■ Exercise instructions
Look for "eyeglasses" in every line of the listing. Copy the lines that have it.

■ Entries shown

*** Begin section ***

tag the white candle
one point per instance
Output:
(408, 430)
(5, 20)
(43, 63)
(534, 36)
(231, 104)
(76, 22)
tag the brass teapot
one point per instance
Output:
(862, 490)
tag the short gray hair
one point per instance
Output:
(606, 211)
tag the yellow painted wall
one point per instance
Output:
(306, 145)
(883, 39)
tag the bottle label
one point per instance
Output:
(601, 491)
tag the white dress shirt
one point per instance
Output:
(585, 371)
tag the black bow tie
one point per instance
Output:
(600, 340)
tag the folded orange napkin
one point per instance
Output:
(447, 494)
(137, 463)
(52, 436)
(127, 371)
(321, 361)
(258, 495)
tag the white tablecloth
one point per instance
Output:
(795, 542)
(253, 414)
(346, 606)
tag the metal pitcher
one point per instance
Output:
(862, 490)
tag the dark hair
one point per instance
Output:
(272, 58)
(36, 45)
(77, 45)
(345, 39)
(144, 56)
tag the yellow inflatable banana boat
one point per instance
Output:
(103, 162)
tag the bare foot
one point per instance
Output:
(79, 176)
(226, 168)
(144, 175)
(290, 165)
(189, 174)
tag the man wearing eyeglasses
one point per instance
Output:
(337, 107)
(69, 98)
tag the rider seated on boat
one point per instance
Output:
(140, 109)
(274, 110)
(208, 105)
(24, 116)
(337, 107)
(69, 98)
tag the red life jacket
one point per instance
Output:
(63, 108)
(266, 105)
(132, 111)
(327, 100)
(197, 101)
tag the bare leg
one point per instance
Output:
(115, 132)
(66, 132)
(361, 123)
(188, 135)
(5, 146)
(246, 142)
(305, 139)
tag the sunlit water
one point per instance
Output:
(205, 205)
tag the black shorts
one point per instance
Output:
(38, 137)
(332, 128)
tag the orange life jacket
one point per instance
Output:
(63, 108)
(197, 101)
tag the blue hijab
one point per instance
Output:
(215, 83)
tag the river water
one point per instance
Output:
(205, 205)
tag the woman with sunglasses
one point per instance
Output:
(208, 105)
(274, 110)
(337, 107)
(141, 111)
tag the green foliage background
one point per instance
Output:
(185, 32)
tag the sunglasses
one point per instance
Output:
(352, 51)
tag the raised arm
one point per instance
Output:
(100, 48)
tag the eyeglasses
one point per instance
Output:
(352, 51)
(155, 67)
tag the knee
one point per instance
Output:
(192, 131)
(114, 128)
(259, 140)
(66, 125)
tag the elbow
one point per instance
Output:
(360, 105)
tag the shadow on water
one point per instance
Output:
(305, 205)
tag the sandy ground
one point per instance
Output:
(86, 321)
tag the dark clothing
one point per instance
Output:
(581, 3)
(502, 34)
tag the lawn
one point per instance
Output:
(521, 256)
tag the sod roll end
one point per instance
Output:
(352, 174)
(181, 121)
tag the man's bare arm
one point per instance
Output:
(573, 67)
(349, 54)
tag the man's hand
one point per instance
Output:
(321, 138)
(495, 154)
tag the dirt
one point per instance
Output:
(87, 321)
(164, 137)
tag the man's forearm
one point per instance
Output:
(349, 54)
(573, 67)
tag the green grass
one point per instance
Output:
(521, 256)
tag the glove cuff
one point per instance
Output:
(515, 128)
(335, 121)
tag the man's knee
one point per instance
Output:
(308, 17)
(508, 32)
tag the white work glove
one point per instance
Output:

*** End section ***

■ Answer below
tag the man wearing eyeglasses
tag the eyeglasses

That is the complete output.